* Lavoro richiesto: Riscrivi il brano riportato da "Avverso tale sentenza" a "resiste con controricorso.", mettendo "due motivi" al posto di "tre motivi".

* Brano riportato:
::::
Corte di Cassazione sentenza n. 20978 depositata il 23 agosto 2018
RITENUTO
RB, socio della NL s.r.l. (ora IPG s.r.I.), avendo erogato alla stessa un finanziamento di euro 15.000,00, otteneva un decreto ingiuntivo per il pagamento di tale somma.
La IPG s.r.l. proponeva opposizione al decreto monitorio, deducendo l’insussistenza del credito per il quale era stato emesso. Il Tribunale di Pescara rigettava l’opposizione.
Con la sentenza indicata in epigrafe, la Corte d’appello di L’Aquila, adita dalla società ingiunta, riformava totalmente la decisione di primo grado, revocando il decreto ingiuntivo opposto.
Osservava infatti che, con delibera assembleare del 12 dicembre 2005, era stato richiesto ai soci di effettuare un finanziamento pro quota in favore della società per ripianarne i debiti. Il diritto alla restituzione delle somme oggetto del finanziamento doveva quindi ritenersi compreso nell’oggetto della successiva cessione di quota con cui, in data 3 febbraio 2006, il RB aveva trasferito la propria partecipazione a tale PN, ivi inclusi «ogni diritto, azione e ragione spettante […] nei confronti della società ceduta». Pertanto quest’ultimo, e non più il RB, doveva essere ritenuto titolare del credito (avendone poi il PN effettivamente disposto, rinunziandovi al fine di ripianare i debiti sociali).
Avverso tale sentenza il RB propone ricorso per cassazione, articolato in tre motivi e illustrato da successive memorie. La IPG s.r.l. resiste con controricorso.
::::
* Estratti dei dati:
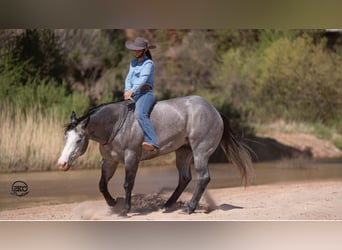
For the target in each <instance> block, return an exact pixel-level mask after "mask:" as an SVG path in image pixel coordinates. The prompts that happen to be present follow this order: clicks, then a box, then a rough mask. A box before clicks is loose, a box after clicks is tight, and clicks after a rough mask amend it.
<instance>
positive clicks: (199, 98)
mask: <svg viewBox="0 0 342 250" xmlns="http://www.w3.org/2000/svg"><path fill="white" fill-rule="evenodd" d="M151 120H152V123H153V124H154V127H155V129H156V132H157V134H158V138H160V139H161V140H162V141H167V140H170V139H172V140H176V141H177V140H178V141H179V143H184V142H185V141H189V140H190V141H191V140H193V141H200V140H206V141H211V140H215V141H219V140H220V139H221V137H222V131H223V122H222V119H221V116H220V114H219V113H218V111H217V110H216V109H215V108H214V107H213V106H212V105H211V104H210V103H209V102H207V101H206V100H205V99H204V98H202V97H200V96H185V97H178V98H173V99H169V100H165V101H160V102H157V103H156V105H155V107H154V109H153V111H152V114H151Z"/></svg>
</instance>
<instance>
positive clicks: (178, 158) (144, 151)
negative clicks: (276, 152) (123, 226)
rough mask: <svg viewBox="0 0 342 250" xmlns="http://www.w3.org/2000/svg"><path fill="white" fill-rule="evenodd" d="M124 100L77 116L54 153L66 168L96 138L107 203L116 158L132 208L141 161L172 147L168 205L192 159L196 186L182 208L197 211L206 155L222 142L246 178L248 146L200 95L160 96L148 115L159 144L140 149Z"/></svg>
mask: <svg viewBox="0 0 342 250" xmlns="http://www.w3.org/2000/svg"><path fill="white" fill-rule="evenodd" d="M130 106H131V104H130V105H129V103H128V102H127V101H124V102H116V103H109V104H103V105H100V106H98V107H96V108H93V109H91V110H89V111H88V112H87V113H86V114H85V115H83V116H82V117H80V118H76V114H75V113H74V112H73V113H72V115H71V123H70V124H69V125H68V126H67V127H66V130H65V135H64V136H65V145H64V149H63V152H62V154H61V156H60V158H59V159H58V165H59V168H60V169H61V170H68V169H69V168H70V165H71V164H72V162H73V161H74V160H75V159H76V158H77V157H79V156H81V155H82V154H84V152H85V151H86V149H87V147H88V141H89V139H91V140H94V141H96V142H98V143H99V144H100V152H101V155H102V158H103V160H102V172H101V179H100V183H99V187H100V191H101V193H102V194H103V196H104V198H105V200H106V202H107V204H108V205H109V206H114V205H115V204H116V200H115V199H114V198H112V196H111V195H110V193H109V192H108V182H109V180H110V179H111V178H112V176H113V174H114V172H115V170H116V168H117V165H118V163H120V162H121V163H123V164H124V166H125V182H124V188H125V206H124V209H123V211H122V215H126V214H127V213H128V212H129V211H130V209H131V192H132V189H133V185H134V180H135V176H136V173H137V169H138V165H139V161H142V160H146V159H151V158H154V157H157V156H159V155H163V154H167V153H170V152H173V151H175V152H176V166H177V169H178V173H179V182H178V186H177V188H176V189H175V191H174V193H173V194H172V195H171V197H170V198H169V199H168V201H167V202H166V204H165V209H170V208H171V206H172V205H173V204H175V203H176V201H177V199H178V198H179V196H180V195H181V194H182V192H183V191H184V189H185V188H186V186H187V185H188V183H189V182H190V181H191V178H192V177H191V169H190V166H191V165H192V163H193V165H194V167H195V170H196V174H197V186H196V188H195V191H194V194H193V197H192V199H191V201H190V202H189V203H188V204H187V207H186V208H185V211H186V212H188V213H192V212H194V211H195V209H196V207H197V205H198V202H199V200H200V199H201V196H202V194H203V192H204V190H205V188H206V186H207V184H208V183H209V181H210V175H209V169H208V160H209V157H210V156H211V155H212V154H213V152H214V151H215V149H216V148H217V147H218V145H219V144H221V146H222V148H223V150H224V152H225V154H226V156H227V158H228V159H230V160H231V162H232V163H233V164H234V165H235V166H236V167H237V168H238V169H239V170H240V173H241V176H242V178H243V179H244V180H245V181H247V180H248V178H249V175H250V171H252V170H253V169H252V164H251V158H250V155H249V152H248V150H247V149H246V147H245V146H244V145H243V144H242V143H241V142H239V141H238V140H237V139H236V138H234V136H233V133H232V130H231V127H230V125H229V121H228V119H227V118H226V117H225V116H223V115H222V114H220V113H219V112H218V111H217V110H216V109H215V108H214V107H213V106H212V105H211V104H209V103H208V102H207V101H206V100H205V99H203V98H202V97H199V96H187V97H179V98H174V99H170V100H165V101H159V102H157V103H156V105H155V106H154V108H153V111H152V112H151V115H150V118H151V121H152V123H153V125H154V128H155V130H156V133H157V135H158V141H159V144H160V150H158V151H155V152H147V151H144V150H143V149H142V147H141V144H142V142H143V133H142V131H141V129H140V127H139V124H138V122H137V120H136V119H135V116H134V114H133V111H131V110H130V108H129V107H130Z"/></svg>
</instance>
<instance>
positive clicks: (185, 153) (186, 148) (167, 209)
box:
::::
* Soluzione:
Avverso tale sentenza il RB propone ricorso per cassazione, articolato in due motivi e illustrato da successive memorie. La IPG s.r.l. resiste con controricorso.